Owner (former FBRA Secretary) Margaret Franzen memo to GWU Grace Watson, memo FBRA beginnings 8/23/1994

"RLA Gets Renewal Plan for Foggy Bottom" article

Owner (former FBRA Secretary) Margaret Franzen Letter to Peter Roe, 8/11/1994

Janet Walker's recollections of living at 4 Snows Court (2000-2016), 10/2/2023


Numbers 1-7 Snows Court are seven original red brick (now painted) row houses, built in 1890. They maintain their historic facades as well as original brick rears. The houses are 13 feet wide and 28 feet deep. They are 2 1/2 stories, with stairs leading up to a first floor door. Segmental arches are present above the door and all windows. A simple brick motif cornice runs the length of all seven buildings. All units have cellar windows on the lower right side of the façade. In 2022, this house had 2 beds and 2 baths. The total sq. ft. was 972.

They were built by James H. Grant for developer Samuel Norment. (Norment was the same developer responsible for the yellow corner Fitzgerald (840-844 New Hampshire Ave.) and adjoining row houses.) This grouping of homes helps us visualize how the entire alley must have looked during the late 1800s. In 1905, these very basic dwellings with four to five rooms rented from $6.50 to $9.30 a month. They may have been occupied by at least two families and additional boarders.

Starting in 1952, new residents and developers started buying and renovating the neglected Snows Court row houses, following the example of the nearby Georgetown neighborhood. In 2022, these small, but geographically desirable, homes sell in the $800 - $900k range. "... The 93 year old dwellings, which had deteriorated into scarcely more than hovels, each occupied by 10 or 12 unfortunate Negros, were stripped back to the bare walls. All interior partitions were removed, and ne" w flooring was laid over the old. Gas, electricity and inside plumbing, which none of the houses had before, were installed," according to an article about Snows Court in the Washington Star in 1953.

From 1954 to 1994, the house was owned by Margaret L. Franzen, who served as the Secretary of the original Foggy Bottom Restoration Association. From 1957 to 1986, she rented the house, while she worked abroad from AID. in 1994, she sold it to Peter Roe.


11/1958 - Betty May, Mae Holthaus
1958 - 1994 Margaret L. Franzen
1994 - Peter Roe
2000-21016 - Janet & Tony Walker


Letter from house owner, Margaret Franzen to Peter Roe, August 11, 1994 (See Document 3 below for the complete letter)
"I bought the house in 1954 when I worked with A.I.D. I went oversees in 1957 & rented the place for 29 years to a friend who kept it in mint condition. Since that time it has had 4 different sets of renters including 2 years that my nephew lived there on assignment to D.C. . . .
I enjoyed living in Snows Ct. and always felt fortunate that the house backed onto a church so that there was no crowding the the back. I was one of the founders of the Fogg Bottom Assoc. & still get the newsletter. It was the first non-segregated neighborhood association in D.C.

Items drawn from a data source
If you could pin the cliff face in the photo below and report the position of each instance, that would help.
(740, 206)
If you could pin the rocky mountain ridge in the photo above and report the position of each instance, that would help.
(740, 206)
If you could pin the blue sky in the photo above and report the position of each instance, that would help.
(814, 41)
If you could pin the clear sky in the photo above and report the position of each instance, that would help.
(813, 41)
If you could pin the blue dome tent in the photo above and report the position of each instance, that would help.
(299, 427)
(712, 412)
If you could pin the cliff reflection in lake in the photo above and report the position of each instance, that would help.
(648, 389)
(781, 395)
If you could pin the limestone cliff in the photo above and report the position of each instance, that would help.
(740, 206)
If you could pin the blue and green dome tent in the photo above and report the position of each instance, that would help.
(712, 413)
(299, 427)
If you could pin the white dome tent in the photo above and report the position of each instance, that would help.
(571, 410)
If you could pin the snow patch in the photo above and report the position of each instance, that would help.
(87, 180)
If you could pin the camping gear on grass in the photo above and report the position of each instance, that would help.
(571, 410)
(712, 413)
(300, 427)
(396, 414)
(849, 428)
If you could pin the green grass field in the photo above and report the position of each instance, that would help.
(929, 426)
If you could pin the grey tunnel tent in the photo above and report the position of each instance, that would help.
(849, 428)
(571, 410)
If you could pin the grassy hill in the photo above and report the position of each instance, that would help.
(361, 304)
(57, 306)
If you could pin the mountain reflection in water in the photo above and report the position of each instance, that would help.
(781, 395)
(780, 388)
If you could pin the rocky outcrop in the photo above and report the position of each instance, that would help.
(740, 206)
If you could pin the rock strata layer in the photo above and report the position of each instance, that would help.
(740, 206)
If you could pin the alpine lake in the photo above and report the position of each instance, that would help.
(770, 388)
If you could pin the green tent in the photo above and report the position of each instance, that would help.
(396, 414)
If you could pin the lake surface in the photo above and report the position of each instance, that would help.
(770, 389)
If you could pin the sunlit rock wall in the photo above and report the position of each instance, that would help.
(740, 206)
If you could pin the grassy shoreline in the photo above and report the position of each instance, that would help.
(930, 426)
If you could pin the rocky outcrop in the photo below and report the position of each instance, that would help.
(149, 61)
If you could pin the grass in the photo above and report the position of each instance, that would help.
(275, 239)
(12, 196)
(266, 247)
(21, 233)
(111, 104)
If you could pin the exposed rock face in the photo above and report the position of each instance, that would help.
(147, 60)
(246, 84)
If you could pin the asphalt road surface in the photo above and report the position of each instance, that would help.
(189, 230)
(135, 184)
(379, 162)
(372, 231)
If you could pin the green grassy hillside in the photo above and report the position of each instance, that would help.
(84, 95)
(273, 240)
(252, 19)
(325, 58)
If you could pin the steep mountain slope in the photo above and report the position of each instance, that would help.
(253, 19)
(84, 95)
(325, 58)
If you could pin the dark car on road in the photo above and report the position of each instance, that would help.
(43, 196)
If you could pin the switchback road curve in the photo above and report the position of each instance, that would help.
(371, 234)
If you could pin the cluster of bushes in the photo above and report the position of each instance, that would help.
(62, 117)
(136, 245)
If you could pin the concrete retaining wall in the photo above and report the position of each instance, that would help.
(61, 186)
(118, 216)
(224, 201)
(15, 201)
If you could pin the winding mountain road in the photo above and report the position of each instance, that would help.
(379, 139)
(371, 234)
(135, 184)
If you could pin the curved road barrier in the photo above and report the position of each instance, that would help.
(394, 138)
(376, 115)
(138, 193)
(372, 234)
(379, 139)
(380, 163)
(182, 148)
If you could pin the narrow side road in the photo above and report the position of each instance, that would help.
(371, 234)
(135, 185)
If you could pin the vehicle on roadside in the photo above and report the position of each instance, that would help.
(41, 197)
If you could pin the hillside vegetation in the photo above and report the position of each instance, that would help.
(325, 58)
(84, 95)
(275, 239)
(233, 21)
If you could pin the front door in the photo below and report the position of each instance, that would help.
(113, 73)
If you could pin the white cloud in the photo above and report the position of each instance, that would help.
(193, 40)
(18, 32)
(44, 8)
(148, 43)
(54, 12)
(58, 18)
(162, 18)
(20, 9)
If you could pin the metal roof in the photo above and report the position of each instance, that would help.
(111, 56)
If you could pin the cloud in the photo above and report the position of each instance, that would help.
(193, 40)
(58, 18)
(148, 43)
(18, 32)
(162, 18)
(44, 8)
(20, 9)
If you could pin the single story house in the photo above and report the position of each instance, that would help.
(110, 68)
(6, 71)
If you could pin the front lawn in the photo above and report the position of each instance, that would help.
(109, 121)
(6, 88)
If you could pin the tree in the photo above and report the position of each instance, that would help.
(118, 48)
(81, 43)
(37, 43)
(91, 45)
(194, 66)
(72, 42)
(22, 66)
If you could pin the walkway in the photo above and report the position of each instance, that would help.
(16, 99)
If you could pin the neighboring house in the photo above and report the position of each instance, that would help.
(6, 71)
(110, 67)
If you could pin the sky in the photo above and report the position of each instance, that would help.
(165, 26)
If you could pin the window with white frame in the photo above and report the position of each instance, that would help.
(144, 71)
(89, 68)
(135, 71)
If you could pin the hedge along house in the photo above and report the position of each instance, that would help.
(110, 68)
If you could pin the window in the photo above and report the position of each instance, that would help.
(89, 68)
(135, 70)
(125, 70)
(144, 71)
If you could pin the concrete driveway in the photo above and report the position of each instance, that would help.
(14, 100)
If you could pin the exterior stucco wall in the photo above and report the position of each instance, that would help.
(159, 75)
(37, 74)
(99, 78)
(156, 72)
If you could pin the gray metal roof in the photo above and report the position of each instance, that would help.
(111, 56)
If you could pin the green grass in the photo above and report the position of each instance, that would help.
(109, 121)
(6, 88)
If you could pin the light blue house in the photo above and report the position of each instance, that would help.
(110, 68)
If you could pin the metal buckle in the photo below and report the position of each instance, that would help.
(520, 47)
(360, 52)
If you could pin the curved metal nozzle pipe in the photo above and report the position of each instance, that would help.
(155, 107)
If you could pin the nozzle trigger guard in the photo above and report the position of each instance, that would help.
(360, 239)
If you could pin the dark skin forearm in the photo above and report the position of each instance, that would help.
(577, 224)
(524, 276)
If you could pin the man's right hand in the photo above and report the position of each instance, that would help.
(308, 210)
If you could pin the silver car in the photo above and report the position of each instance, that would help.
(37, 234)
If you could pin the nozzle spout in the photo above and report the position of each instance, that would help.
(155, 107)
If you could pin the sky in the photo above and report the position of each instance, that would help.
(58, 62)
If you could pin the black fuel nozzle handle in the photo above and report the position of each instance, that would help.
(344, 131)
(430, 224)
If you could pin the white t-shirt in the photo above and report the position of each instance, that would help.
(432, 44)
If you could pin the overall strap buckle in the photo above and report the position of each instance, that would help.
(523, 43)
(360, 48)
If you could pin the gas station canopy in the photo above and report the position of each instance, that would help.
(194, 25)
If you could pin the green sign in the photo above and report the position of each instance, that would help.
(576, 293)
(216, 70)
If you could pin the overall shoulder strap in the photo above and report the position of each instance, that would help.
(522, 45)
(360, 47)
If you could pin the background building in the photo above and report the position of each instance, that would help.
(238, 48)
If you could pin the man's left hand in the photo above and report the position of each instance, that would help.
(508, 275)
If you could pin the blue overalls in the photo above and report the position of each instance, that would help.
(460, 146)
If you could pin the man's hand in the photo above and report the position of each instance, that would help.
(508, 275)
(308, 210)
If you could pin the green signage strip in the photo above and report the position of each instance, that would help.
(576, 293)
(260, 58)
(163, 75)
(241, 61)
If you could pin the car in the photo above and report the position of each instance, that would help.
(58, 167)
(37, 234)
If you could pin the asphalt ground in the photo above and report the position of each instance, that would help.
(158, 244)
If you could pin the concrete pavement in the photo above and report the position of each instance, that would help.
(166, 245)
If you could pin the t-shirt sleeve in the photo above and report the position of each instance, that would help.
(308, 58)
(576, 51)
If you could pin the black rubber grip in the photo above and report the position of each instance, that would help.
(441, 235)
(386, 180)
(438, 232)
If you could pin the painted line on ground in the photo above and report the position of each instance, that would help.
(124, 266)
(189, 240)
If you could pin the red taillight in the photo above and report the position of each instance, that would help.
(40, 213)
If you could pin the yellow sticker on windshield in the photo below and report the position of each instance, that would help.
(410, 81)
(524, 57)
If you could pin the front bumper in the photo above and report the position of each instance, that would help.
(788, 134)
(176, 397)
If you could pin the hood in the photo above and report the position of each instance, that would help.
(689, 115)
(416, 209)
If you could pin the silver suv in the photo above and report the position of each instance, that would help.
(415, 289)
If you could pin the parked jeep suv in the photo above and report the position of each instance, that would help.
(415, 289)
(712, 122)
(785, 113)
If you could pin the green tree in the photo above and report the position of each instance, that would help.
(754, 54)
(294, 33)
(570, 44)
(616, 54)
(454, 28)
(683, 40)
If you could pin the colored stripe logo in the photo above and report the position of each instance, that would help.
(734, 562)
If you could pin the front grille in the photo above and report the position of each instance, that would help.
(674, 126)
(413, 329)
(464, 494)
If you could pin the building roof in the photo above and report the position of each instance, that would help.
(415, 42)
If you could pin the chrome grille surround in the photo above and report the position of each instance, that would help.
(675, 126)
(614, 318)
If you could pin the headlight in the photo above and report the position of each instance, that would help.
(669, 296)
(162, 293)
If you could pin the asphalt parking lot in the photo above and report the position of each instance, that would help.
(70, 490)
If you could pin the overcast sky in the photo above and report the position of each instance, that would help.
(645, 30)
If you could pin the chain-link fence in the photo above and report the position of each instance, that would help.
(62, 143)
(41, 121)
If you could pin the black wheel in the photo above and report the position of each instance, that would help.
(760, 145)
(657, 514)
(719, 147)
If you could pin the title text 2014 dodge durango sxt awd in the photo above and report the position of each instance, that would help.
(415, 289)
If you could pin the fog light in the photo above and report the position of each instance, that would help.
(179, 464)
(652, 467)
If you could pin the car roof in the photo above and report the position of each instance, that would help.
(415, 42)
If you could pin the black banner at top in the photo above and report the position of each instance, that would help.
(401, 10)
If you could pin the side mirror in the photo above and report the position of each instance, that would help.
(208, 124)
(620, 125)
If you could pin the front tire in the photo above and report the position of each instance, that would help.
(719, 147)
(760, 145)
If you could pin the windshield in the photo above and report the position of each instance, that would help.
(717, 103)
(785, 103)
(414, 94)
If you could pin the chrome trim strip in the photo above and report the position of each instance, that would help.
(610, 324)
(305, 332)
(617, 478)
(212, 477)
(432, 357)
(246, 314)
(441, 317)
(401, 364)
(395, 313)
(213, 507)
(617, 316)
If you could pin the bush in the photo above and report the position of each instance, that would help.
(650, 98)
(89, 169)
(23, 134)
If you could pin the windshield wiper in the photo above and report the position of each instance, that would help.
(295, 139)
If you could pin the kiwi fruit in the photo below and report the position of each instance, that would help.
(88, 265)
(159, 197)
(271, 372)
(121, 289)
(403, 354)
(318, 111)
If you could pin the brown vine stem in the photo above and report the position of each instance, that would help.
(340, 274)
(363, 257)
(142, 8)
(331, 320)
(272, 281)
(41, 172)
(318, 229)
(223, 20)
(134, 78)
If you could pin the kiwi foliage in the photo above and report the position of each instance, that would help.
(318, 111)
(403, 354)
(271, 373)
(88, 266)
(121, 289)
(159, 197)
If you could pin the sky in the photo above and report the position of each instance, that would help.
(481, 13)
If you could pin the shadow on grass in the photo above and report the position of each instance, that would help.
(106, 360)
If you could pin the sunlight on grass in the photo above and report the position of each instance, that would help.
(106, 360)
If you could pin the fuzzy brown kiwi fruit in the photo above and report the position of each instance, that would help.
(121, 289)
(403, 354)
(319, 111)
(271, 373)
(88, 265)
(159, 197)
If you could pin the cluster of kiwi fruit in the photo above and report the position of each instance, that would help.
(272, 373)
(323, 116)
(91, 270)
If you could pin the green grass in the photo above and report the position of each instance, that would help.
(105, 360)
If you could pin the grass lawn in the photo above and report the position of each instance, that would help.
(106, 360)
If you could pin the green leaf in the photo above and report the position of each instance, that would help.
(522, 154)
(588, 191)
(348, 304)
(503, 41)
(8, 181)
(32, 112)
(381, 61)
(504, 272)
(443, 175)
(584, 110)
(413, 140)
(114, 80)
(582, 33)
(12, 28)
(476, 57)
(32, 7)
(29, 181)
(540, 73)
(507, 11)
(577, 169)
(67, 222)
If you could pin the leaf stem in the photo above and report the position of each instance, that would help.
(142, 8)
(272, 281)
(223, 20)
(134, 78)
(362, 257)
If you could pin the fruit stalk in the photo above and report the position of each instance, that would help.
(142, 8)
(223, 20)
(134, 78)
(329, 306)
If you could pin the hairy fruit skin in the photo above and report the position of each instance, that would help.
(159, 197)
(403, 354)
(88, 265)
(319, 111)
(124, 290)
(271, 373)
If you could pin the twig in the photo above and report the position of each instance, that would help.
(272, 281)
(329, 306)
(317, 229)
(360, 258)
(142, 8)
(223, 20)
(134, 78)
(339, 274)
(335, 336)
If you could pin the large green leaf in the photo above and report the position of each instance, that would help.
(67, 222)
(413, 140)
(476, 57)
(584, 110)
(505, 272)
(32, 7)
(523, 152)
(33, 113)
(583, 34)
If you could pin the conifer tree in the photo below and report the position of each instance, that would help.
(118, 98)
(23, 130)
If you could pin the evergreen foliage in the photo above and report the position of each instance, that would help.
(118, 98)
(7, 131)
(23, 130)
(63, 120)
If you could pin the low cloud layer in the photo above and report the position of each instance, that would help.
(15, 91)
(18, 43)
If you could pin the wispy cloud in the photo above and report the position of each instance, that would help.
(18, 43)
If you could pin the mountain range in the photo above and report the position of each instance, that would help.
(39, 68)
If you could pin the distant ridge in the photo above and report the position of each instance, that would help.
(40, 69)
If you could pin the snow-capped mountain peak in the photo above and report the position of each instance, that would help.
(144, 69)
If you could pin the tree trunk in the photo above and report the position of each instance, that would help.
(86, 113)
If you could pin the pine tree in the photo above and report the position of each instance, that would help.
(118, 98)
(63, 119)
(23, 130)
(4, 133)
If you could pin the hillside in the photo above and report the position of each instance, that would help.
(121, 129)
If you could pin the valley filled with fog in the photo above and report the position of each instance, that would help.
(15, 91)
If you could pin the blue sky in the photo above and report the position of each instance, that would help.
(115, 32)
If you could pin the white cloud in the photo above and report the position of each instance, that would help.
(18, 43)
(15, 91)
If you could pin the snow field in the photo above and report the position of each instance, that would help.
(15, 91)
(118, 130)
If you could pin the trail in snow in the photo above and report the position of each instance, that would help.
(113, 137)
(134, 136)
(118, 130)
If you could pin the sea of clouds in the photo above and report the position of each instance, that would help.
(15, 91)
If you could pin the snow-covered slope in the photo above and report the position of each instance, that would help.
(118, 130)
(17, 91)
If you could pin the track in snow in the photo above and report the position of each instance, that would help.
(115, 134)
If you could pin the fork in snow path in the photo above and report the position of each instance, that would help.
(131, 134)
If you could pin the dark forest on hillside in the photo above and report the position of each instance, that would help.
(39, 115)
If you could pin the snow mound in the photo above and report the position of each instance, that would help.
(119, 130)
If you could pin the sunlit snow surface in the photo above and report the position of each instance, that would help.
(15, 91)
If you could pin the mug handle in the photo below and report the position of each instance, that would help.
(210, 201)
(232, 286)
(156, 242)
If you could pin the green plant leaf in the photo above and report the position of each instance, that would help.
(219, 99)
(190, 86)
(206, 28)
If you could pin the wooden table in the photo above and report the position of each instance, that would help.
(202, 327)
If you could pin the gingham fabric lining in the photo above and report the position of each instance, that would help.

▸ **SET TASK 1**
In the Snows Court history, what are the width and depth of the houses?
▸ **SET TASK 2**
Decide whether each statement agrees with the Snows Court history. Answer yes or no, and quote the deciding words of that history. (a) Numbers 1-7 Snows Court were built in 1890. (b) The houses had inside plumbing before the renovation described in the 1953 article. (c) In 1905, the dwellings rented for $6.50 to $9.30 a month.
The records are separate material, apart from the Snows Court history.

▸ **FULL RESPONSE 1**
They are 13 feet wide and 28 feet deep.

▸ **FULL RESPONSE 2**
(a) Yes: "built in 1890"
(b) No: "Gas, electricity and inside plumbing, which none of the houses had before, were installed"
(c) Yes: "rented from $6.50 to $9.30 a month"